Directions for this task
Take the line containing "Can you see the asphalt" and all lines after it to the end of the records, and output them exactly.

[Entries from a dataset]
···

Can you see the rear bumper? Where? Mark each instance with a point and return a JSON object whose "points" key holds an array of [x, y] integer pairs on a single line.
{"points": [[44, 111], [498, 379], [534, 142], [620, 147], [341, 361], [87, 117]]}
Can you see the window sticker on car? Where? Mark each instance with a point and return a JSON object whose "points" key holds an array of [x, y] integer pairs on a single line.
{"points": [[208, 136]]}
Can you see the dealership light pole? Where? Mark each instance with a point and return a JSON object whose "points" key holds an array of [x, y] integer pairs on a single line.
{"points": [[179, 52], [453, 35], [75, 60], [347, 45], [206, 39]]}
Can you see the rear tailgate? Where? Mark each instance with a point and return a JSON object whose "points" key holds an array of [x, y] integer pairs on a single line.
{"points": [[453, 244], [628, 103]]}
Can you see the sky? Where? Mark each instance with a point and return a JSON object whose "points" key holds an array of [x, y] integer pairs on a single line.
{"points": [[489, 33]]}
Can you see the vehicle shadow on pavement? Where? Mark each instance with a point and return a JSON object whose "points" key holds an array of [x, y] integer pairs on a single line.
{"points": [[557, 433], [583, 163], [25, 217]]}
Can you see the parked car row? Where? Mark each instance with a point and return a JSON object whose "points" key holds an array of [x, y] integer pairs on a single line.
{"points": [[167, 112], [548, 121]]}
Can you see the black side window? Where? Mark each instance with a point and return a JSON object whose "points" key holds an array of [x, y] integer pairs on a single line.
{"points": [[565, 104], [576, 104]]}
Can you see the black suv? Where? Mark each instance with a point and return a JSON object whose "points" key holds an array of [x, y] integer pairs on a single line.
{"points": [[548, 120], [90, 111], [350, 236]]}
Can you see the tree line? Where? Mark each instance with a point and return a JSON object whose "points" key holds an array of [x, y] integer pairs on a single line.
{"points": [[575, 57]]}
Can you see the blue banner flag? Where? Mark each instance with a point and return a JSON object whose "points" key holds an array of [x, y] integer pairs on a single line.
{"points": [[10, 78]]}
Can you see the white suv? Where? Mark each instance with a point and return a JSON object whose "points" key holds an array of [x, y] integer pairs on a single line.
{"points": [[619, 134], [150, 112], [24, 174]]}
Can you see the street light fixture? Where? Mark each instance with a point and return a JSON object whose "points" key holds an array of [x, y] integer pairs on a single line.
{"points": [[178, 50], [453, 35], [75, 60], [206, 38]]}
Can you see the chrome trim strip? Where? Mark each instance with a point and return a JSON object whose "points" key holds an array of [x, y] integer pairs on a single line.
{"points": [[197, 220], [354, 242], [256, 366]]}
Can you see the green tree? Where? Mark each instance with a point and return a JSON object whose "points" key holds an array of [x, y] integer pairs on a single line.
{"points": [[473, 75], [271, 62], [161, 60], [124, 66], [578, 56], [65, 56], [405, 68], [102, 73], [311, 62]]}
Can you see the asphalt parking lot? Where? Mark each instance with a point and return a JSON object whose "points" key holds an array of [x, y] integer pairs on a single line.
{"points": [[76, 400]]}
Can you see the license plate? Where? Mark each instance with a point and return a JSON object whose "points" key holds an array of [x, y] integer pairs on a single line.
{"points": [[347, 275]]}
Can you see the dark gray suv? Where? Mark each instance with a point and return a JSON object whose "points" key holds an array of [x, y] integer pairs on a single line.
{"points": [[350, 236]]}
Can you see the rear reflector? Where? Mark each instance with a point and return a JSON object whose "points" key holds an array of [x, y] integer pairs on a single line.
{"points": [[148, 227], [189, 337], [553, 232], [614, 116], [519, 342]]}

···

Task response
Can you see the asphalt parking lot? Where? Mark each instance with a point and return a JSON object whose "points" key holds an array of [x, y] integer pairs on a single line.
{"points": [[76, 400]]}
Can you see the license plate? Where? Mark each instance with a point and return a JSON object whose "points" key holds an array of [x, y] integer pairs on a single line.
{"points": [[347, 275]]}
Can you see the dark gray suv? Where? Mark each instance with a point and return a JSON object whose "points" key holds an array of [x, y] integer pairs on a single line.
{"points": [[350, 236]]}
Can you see the rear reflector? Where? Mark each instance with a point and return a JSON object whose "points" key holds an array of [x, y] integer pairs on a single line.
{"points": [[148, 227], [189, 337], [553, 232], [614, 116], [519, 342]]}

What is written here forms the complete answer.